Task item:
The records beneath should be restated word for word.

[Point-per-instance localization data]

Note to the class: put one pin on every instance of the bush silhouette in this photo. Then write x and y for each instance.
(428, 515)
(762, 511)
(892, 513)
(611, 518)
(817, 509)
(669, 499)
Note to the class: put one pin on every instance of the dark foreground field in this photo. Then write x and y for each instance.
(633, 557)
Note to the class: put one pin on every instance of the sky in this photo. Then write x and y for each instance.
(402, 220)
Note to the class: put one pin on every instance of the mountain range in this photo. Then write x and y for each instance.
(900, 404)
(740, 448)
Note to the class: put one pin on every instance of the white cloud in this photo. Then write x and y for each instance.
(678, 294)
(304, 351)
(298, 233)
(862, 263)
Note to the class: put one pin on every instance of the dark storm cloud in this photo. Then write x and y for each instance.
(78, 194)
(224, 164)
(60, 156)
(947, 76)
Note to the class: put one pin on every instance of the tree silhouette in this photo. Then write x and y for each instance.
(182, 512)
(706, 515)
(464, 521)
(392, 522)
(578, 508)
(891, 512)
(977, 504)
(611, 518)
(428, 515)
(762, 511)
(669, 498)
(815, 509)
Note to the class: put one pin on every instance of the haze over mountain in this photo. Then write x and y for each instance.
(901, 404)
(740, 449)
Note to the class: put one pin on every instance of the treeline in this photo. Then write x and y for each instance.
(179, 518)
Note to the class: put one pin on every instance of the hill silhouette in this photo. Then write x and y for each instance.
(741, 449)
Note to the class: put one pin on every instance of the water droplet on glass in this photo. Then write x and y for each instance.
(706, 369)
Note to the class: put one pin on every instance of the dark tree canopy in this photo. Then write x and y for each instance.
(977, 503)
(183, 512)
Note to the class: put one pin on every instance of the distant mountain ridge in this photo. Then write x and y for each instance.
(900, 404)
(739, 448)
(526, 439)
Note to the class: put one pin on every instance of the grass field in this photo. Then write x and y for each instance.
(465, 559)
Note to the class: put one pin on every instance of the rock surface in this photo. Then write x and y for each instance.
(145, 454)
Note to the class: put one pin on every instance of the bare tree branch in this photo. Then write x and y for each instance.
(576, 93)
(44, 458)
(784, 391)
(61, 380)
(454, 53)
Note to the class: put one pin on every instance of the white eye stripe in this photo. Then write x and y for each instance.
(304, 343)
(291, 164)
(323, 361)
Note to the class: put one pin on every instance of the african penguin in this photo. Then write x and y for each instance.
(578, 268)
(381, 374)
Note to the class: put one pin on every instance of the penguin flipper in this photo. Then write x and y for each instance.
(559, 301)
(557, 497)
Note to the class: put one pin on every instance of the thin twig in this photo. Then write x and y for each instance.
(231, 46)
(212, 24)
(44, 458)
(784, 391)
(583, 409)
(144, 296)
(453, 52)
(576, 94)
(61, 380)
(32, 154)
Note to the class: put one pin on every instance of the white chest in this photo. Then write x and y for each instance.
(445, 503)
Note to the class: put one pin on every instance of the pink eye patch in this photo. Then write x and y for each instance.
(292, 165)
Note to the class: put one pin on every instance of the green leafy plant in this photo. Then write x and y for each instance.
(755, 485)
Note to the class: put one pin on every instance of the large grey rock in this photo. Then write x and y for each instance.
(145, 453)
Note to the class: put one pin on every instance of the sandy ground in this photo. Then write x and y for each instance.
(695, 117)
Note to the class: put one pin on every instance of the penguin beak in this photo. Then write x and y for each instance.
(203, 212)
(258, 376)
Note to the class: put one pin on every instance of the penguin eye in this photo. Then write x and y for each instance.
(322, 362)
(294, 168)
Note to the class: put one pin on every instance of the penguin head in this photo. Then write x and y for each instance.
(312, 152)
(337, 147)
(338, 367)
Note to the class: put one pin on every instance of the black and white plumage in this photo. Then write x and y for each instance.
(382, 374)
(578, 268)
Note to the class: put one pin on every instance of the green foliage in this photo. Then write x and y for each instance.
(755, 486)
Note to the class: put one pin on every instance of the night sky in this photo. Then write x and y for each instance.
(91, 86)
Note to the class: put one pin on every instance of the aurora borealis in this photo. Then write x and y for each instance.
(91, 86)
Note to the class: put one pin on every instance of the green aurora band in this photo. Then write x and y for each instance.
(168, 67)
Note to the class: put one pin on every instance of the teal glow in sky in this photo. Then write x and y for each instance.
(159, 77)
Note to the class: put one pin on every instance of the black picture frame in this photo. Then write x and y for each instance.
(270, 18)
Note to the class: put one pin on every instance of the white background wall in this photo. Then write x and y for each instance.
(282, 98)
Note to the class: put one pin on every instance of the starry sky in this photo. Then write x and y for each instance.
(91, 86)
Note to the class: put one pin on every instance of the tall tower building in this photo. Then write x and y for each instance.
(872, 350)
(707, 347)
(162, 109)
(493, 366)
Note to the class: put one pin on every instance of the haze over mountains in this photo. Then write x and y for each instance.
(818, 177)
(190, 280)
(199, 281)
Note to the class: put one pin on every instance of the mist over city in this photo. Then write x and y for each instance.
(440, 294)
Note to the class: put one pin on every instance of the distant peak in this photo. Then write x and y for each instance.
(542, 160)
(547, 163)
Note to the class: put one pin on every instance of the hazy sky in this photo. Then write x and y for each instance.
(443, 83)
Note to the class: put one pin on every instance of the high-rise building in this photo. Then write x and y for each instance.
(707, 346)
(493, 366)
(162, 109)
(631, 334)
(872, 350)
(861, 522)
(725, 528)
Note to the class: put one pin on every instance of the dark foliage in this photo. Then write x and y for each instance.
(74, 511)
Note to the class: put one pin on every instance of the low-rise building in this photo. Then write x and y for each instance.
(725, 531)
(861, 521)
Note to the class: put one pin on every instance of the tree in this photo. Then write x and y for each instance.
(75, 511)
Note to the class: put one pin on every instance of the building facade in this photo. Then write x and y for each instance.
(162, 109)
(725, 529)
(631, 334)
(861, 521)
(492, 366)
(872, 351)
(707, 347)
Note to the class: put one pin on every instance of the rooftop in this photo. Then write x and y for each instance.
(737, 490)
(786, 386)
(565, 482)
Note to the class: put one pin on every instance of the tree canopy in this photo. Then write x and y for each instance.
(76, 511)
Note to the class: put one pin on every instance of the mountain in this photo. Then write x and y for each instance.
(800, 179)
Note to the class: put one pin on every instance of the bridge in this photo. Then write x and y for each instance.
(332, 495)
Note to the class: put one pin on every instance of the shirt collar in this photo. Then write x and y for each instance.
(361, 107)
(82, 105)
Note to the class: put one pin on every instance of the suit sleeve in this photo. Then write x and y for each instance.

Task answer:
Note to the class: put one pin on every instance of the bush silhouette in this photo. Then write x and y for each instance.
(428, 515)
(762, 511)
(892, 513)
(611, 518)
(817, 509)
(669, 499)
Note to the class: put one pin on every instance of the dark foreground field in this photo. Then write x and y for each instance.
(633, 557)
Note to the class: put one pin on every instance of the sky in this photo. Then write x and y for each instance.
(402, 220)
Note to the class: put one pin on every instance of the mountain range in this photo. Then write x and y for each instance.
(900, 404)
(740, 448)
Note to the class: put one pin on every instance of the white cloud in this photo. Then write x and y for each instance.
(678, 294)
(304, 351)
(298, 233)
(862, 263)
Note to the class: put one pin on every instance of the dark storm cloud in this photo. Then write x and y for each instance.
(78, 194)
(224, 164)
(60, 156)
(947, 76)
Note to the class: put one pin on every instance of the tree silhouette in this photo. Then write x and y for each instance.
(182, 512)
(706, 515)
(464, 521)
(392, 522)
(578, 508)
(891, 512)
(977, 504)
(611, 518)
(428, 515)
(762, 511)
(669, 498)
(815, 509)
Note to the class: put one pin on every instance of the haze over mountain in this photo. Then write x and y for each instance.
(901, 404)
(740, 449)
Note to the class: put one pin on every instance of the treeline in this photo. Then write x and y for each instance.
(179, 518)
Note to the class: put one pin on every instance of the hill silhouette in this photo. Then write x and y for each instance.
(741, 449)
Note to the class: put one pin on every instance of the water droplet on glass in this photo. Then write x and y for each instance.
(706, 369)
Note to the class: put one pin on every instance of the dark tree canopy in this photo. Then write x and y for each instance.
(977, 503)
(183, 512)
Note to the class: put one pin on every instance of the distant mountain ridge in this photo. Then write x and y for each instance.
(900, 404)
(739, 448)
(526, 439)
Note to the class: put one pin on every instance of the grass field in this photo. Then write x and y for each instance.
(465, 559)
Note to the class: put one pin on every instance of the rock surface in this photo. Then write x and y for each instance.
(145, 454)
Note to the class: put one pin on every instance of the bare tree branch in this photo. Then write x and y for each instance.
(576, 93)
(44, 458)
(784, 391)
(61, 380)
(454, 53)
Note to the class: put one pin on every instance of the white eye stripe in this photo. Then write x and y for each instance.
(304, 343)
(291, 164)
(323, 361)
Note to the class: put one pin on every instance of the african penguin in this photo. Then write x and y for each instance.
(578, 268)
(381, 374)
Note to the class: put one pin on every instance of the penguin flipper in this photo. Then write x and y for each instance.
(559, 301)
(557, 497)
Note to the class: put one pin on every instance of the thin twig in this photo. Then write x and y for each instance.
(231, 46)
(212, 24)
(44, 458)
(784, 391)
(583, 409)
(144, 296)
(453, 52)
(576, 94)
(61, 380)
(32, 154)
Note to the class: put one pin on every instance of the white chest in this photo. Then write x and y for each instance.
(445, 503)
Note to the class: put one pin on every instance of the pink eye patch in this photo. Then write x and y for each instance.
(292, 165)
Note to the class: put one pin on every instance of the green leafy plant in this photo. Then write x and y for each instance.
(755, 485)
Note to the class: put one pin on every instance of the large grey rock in this photo. Then write x and y for each instance.
(145, 453)
Note to the class: put one pin on every instance of the sandy ground in this photo. Then write x and y for each instance.
(695, 117)
Note to the class: put one pin on every instance of the penguin beak in this photo. Then write x and y for each instance.
(203, 212)
(258, 376)
Note to the class: put one pin on every instance of the penguin eye in this photo. Then write x and y for each instance.
(322, 362)
(294, 168)
Note to the class: put one pin on every instance of the penguin head in this photo. Then write x and y for each instance.
(312, 152)
(337, 147)
(338, 367)
Note to the class: put one pin on every instance of the black and white plumage in this photo. Then write x and y for each instance.
(382, 374)
(578, 268)
Note to the class: put one pin on every instance of the green foliage in this photo. Then write x and y for each instance.
(755, 486)
Note to the class: put one pin on every instance of the night sky in this photo. Then write x and y for each instance.
(91, 86)
Note to the class: put one pin on every instance of the aurora borealis in this photo. Then write x and y for each instance.
(91, 86)
Note to the class: put one pin on every instance of the green aurora band in this photo. Then write x and y for each instance.
(168, 67)
Note to the class: put one pin on every instance of the teal glow in sky in this photo. Then write x and y for each instance.
(159, 77)
Note to the class: put one pin on every instance of the black picture frame in this photo. Then write x and y for each instance.
(270, 18)
Note to the class: put one pin on every instance of the white background wall in this photo. Then write x and y for each instance.
(282, 98)
Note to the class: put one pin on every instance of the starry sky in this photo. Then write x and y for each instance.
(91, 86)
Note to the class: put one pin on every instance of the tall tower building in this photo. Then write x and y for each instance.
(872, 350)
(707, 347)
(162, 109)
(493, 366)
Note to the class: put one pin on every instance of the haze over mountains in this photo. Then write x and y for each instance.
(818, 177)
(190, 280)
(199, 281)
Note to the class: put one pin on every instance of the mist over city in this photo. Then write x and y for each instance.
(440, 294)
Note to the class: put one pin on every instance of the distant peak in this photo. Then write x and y for each instance.
(542, 160)
(547, 163)
Note to the class: put one pin on every instance of the hazy sky in this photo. Then write x and y for each instance.
(443, 83)
Note to the class: put one pin on every instance of the high-rise building in this photo. Then write x and y for each instance.
(707, 346)
(493, 366)
(162, 109)
(631, 334)
(872, 350)
(861, 522)
(725, 528)
Note to the class: put one pin on every instance of the dark foliage in this photo. Then write x and y for each instance.
(74, 511)
Note to the class: put one pin on every instance of the low-rise building in this photo. Then write x and y for each instance.
(725, 531)
(861, 521)
Note to the class: put one pin on every instance of the tree in this photo. Then write x and y for each instance.
(75, 511)
Note to the class: put one pin on every instance of the building facade in this photo. Then write x and y for each instance.
(162, 109)
(725, 529)
(631, 334)
(861, 521)
(492, 366)
(872, 351)
(707, 347)
Note to the class: put one pin on every instance of the rooftop in this photo. Then write x and y for each instance.
(737, 490)
(786, 386)
(565, 482)
Note to the class: put one pin on every instance of the tree canopy in this photo. Then write x and y for each instance.
(76, 511)
Note to the class: put one pin on every instance of the mountain in this photo. Then write x and y for each instance.
(800, 179)
Note to the class: put one pin on every instance of the bridge in this photo. Then write x and y for each instance.
(332, 495)
Note to the class: put one pin on every instance of the shirt collar in this photo. Then write x and y for each instance.
(361, 107)
(82, 105)
Note to the class: put one pin on every instance of the suit sleeve in this photo. Then write x and y for each instance.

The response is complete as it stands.